▶ _What to do_
Reproduce the listing below line for line, changing nothing.

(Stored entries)
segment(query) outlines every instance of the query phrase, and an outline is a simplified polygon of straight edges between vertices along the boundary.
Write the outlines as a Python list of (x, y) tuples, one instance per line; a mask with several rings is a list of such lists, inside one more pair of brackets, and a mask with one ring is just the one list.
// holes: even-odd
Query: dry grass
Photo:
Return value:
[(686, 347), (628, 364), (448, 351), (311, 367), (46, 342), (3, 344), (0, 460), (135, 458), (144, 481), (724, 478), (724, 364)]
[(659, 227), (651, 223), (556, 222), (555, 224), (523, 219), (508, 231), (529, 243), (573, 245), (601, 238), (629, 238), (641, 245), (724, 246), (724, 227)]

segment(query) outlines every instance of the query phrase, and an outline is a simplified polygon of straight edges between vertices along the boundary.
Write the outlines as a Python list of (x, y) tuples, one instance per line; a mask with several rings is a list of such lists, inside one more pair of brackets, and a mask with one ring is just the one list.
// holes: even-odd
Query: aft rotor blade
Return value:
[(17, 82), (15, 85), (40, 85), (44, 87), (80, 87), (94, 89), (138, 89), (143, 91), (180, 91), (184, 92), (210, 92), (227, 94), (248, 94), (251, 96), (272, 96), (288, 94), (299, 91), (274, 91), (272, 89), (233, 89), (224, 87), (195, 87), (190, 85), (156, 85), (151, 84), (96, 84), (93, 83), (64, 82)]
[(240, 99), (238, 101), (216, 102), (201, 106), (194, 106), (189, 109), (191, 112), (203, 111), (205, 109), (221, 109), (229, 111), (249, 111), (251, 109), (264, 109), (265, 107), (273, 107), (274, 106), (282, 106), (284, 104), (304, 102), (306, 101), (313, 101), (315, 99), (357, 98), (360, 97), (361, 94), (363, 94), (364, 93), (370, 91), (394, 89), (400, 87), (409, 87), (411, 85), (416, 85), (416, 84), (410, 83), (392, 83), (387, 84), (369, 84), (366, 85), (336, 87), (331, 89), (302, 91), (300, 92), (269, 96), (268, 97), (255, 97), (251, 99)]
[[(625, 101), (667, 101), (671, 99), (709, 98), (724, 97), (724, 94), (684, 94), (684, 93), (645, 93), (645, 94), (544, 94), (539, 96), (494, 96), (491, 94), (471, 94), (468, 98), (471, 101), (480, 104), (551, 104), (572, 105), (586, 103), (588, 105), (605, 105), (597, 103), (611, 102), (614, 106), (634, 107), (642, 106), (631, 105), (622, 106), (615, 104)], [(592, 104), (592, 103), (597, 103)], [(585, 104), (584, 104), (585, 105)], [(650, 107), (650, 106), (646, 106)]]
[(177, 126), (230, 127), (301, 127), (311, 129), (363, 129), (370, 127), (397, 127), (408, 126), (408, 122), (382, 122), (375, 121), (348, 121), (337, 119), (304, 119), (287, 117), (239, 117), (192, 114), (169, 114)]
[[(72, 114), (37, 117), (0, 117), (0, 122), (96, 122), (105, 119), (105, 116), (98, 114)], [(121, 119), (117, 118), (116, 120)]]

▶ _Task result_
segment(query) outlines every instance of the query phrase, and an outline is a simplified polygon of straight edges between vertices along the boundary.
Write the outlines as a Python list of (x, y) tuples, one instance per line; a mask with several rings is a list of such lists, inside one more pair of brackets, and a mask with one ring is just the one list.
// holes: even-odd
Query: dry grass
Photo:
Return value:
[(686, 347), (628, 364), (448, 351), (311, 367), (46, 342), (3, 344), (0, 460), (135, 458), (144, 481), (724, 478), (724, 364)]
[(659, 227), (651, 223), (556, 222), (555, 224), (523, 219), (508, 231), (529, 243), (573, 245), (601, 238), (629, 238), (641, 245), (724, 246), (724, 227)]

segment(query) outlines every instance of the query phrase, and an outline is a simplified polygon of straight edges between vertices along the boundary.
Write the outlines as a Python list of (x, y) tuples, one instance per line; a mask with several rings is a list of such lists, inside one more pair of brackets, and a mask with one ring is just the one list.
// holes: even-odd
Query: aft rotor blade
Return value:
[(17, 82), (15, 85), (40, 85), (44, 87), (80, 87), (94, 89), (138, 89), (143, 91), (180, 91), (184, 92), (210, 92), (227, 94), (248, 94), (251, 96), (272, 96), (288, 94), (299, 91), (274, 91), (272, 89), (233, 89), (224, 87), (195, 87), (190, 85), (156, 85), (151, 84), (96, 84), (93, 83), (64, 82)]
[(240, 99), (238, 101), (216, 102), (201, 106), (194, 106), (189, 109), (191, 112), (203, 111), (205, 109), (221, 109), (229, 111), (249, 111), (251, 109), (264, 109), (265, 107), (273, 107), (274, 106), (282, 106), (284, 104), (304, 102), (306, 101), (313, 101), (315, 99), (357, 98), (360, 97), (361, 94), (363, 94), (364, 93), (370, 91), (394, 89), (400, 87), (409, 87), (411, 85), (416, 85), (416, 84), (410, 83), (392, 83), (387, 84), (369, 84), (366, 85), (336, 87), (331, 89), (302, 91), (300, 92), (269, 96), (268, 97), (255, 97), (251, 99)]
[[(625, 101), (667, 101), (671, 99), (709, 98), (724, 97), (724, 94), (684, 94), (684, 93), (645, 93), (645, 94), (544, 94), (539, 96), (494, 96), (491, 94), (471, 94), (468, 98), (471, 101), (480, 104), (551, 104), (572, 105), (586, 103), (588, 105), (605, 105), (597, 103), (611, 102), (614, 106), (634, 107), (642, 106), (631, 105), (622, 106), (615, 104)], [(592, 104), (592, 103), (597, 103)], [(585, 104), (584, 104), (585, 105)], [(650, 107), (650, 106), (646, 106)]]
[(177, 126), (230, 127), (301, 127), (311, 129), (363, 129), (370, 127), (397, 127), (408, 126), (408, 122), (382, 122), (375, 121), (348, 121), (337, 119), (304, 119), (287, 117), (239, 117), (192, 114), (169, 114)]
[[(72, 114), (37, 117), (0, 117), (0, 122), (96, 122), (105, 119), (105, 116), (98, 114)], [(121, 119), (117, 118), (116, 120)]]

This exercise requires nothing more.